Copy the passage of the swim meet article starting at "The Jan. 10" and ending at "again next winter.".
[Selected extract — start]
On Saturday morning when the pool deck was packed with parents, teammates and familiar faces, Hopewell Valley Regional High School and The Pennington School met once again in a long-running swimming tradition that remains one of the most meaningful events of the local winter sports season.

The Jan. 10 meet — held at The Pennington School’s pool, which both programs use as their home facility — marked the Bulldogs’ 50th season of varsity swimming and one of the few remaining opportunities each year for the public and private school programs to compete head-to-head. This year, The Pennington School won both the boys and girls meets, earning local bragging rights until the teams meet again next winter.
While changes in league alignment and the separation of public and private school competition have reshaped high school swimming across Mercer County and Central New Jersey, this annual meet has endured. For athletes, coaches and families, it has become as much a community gathering as a competition.
[Selected extract — finish]
[Given material — start]
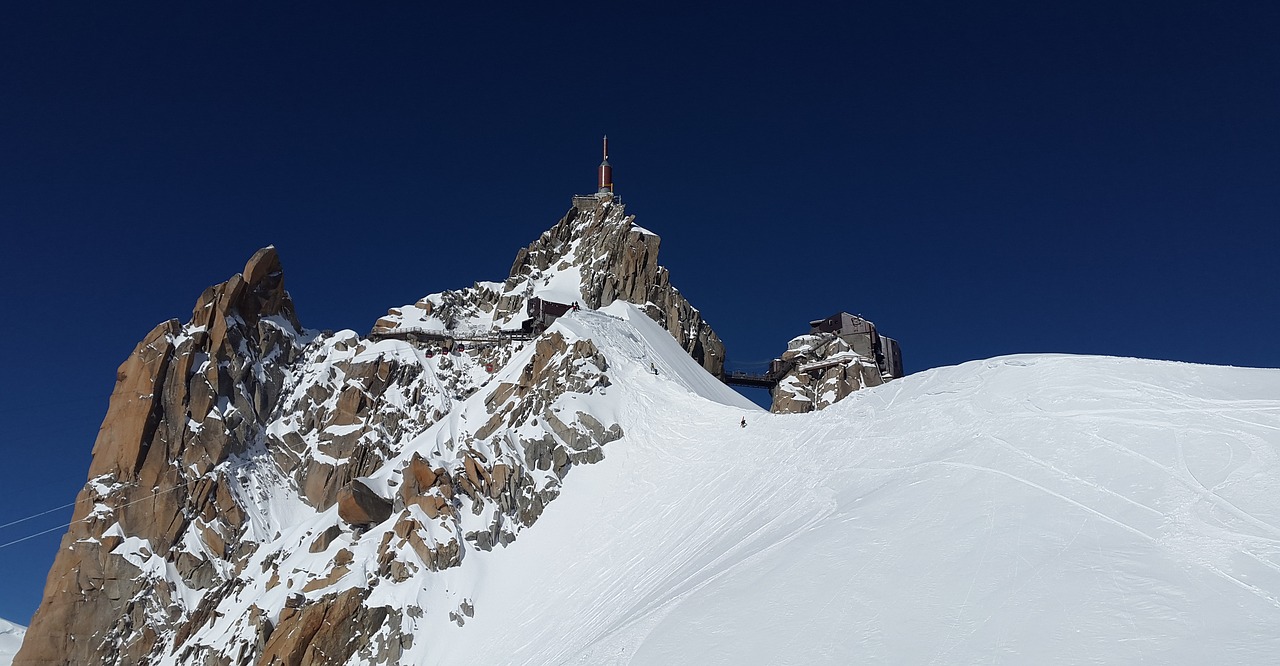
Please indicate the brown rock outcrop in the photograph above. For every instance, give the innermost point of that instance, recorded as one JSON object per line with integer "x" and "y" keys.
[Given material — finish]
**Task response**
The Jan. 10 meet — held at The Pennington School’s pool, which both programs use as their home facility — marked the Bulldogs’ 50th season of varsity swimming and one of the few remaining opportunities each year for the public and private school programs to compete head-to-head. This year, The Pennington School won both the boys and girls meets, earning local bragging rights until the teams meet again next winter.